**Text passage:**
"""

In the Knesset Wednesday, newly minted Justice Minister and Netanyahu confidant Yariv Levin unveiled a package of proposed legislation that would alter the balance of power between Israel’s legislature and its Supreme Court.
At the core of this plan is a bill to allow the Knesset to override the Supreme Court. Levin’s proposals — which almost certainly have the immediate support of a Knesset majority, regardless of Levin’s assurances that they would be subject to “thorough debate” — would pave the way for Israel’s new government to pass legislation that curtails rights and undermines the rule of law, dealing a blow to Israeli democracy.
The dire implications of this proposed judicial reform are rooted in key characteristics of the Israeli political system that set it apart from other liberal democracies. Israel has no constitution to determine the balance of power between its various branches of government. In fact, there is no separation between Israel’s executive and legislative branches, given that the government automatically controls a majority in the parliament.
Instead, it has a series of basic laws enacted piecemeal over the course of the state’s history that have a quasi-constitutional status, with the initial intention that they would eventually constitute a de jure constitution.
Through the 1980s, the Knesset passed basic laws that primarily served to define state institutions, such as the country’s legislature and electoral system, capital and military. In the 1990s, there was a paradigm shift with the passage of two basic laws that for the first time concerned individuals’ rights rather than institutions, one on Human Dignity and Liberty (1992) and the other on Freedom of Occupation (1994). These laws enshrined rights to freedom of movement, personal freedom, human dignity and others to all who reside in Israel.
Aharon Barak, the president of Israel’s Supreme Court from 1995 to 2006, argued that these laws constituted a de facto bill of rights, empowering the court to review Knesset legislation and to strike down laws that violate civil liberties, a responsibility not explicitly bestowed upon the court in the basic law pertaining to the judiciary. In 1995, the Supreme Court officially ruled that it could indeed repeal legislation that violates the country’s basic laws, heralding an era of increased judicial activism in Israel in what became known as the “judicial revolution.” The court has struck down 20 laws since, a fairly modest number compared to other democracies.
The judicial revolution of the 1990s shifted the balance of power in Israel’s political system from one of parliamentary sovereignty, in which the Knesset enjoyed ultimate power, to one in which the legislature is restricted from violating the country’s (incomplete) constitution. Israel’s Supreme Court became a check on the legislative branch in a country that lacks other checks and balances and separations of power.
As a result of these characteristics, the Supreme Court currently serves as one of the only checks on the extraordinary power of Israel’s 120-member Knesset — which is why shifting that balance of power would have such a dramatic impact on Israel’s democracy.
Levin’s proposed judicial overhaul includes several elements that would weaken the power and independence of Israel’s Supreme Court. The plan includes forbidding the Supreme Court from deliberating on and striking down basic laws themselves. It would require an unspecified “special majority” of the court to strike down legislation, raising the threshold from where it currently stands.
Levin has also called for altering the composition of the selection committee that appoints top judges to give the government, rather than legal professionals, a majority on the panel. It would allow cabinet ministers to appoint legal advisors to act on their behalf, rather than that of the justice ministry, canceling these advisors’ role as safeguards against government overreach. Should a minister enact a decision that contravenes a basic law, the ministry’s legal advisor would no longer report the violation to the attorney general, and would instead merely offer non-binding legal advice to the minister.

"""

**Stated exercise:**
Name the two basic laws from the 1990s that, according to the passage on Israel's proposed judicial reform, first concerned individuals' rights rather than institutions.

**Records supplied:**

"""

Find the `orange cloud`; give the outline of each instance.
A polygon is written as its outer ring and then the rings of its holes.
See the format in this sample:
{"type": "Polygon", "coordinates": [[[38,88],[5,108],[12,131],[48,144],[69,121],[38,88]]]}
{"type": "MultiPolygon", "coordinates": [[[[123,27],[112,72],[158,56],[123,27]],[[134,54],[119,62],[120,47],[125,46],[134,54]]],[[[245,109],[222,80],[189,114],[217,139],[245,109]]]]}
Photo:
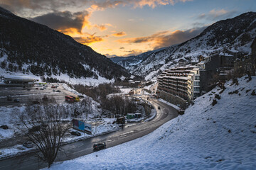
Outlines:
{"type": "Polygon", "coordinates": [[[104,40],[100,36],[94,36],[93,35],[88,35],[87,36],[74,38],[74,39],[78,42],[87,45],[104,40]]]}
{"type": "Polygon", "coordinates": [[[205,27],[187,30],[185,31],[175,30],[158,32],[149,36],[139,38],[128,38],[117,40],[119,43],[148,43],[154,49],[168,47],[181,43],[201,33],[205,27]]]}
{"type": "Polygon", "coordinates": [[[124,36],[126,35],[127,34],[126,34],[126,33],[124,31],[122,31],[122,32],[119,32],[119,33],[114,33],[112,35],[113,35],[114,37],[122,37],[122,36],[124,36]]]}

"""

**Solution to the exercise:**
The basic law on Human Dignity and Liberty (1992) and the basic law on Freedom of Occupation (1994).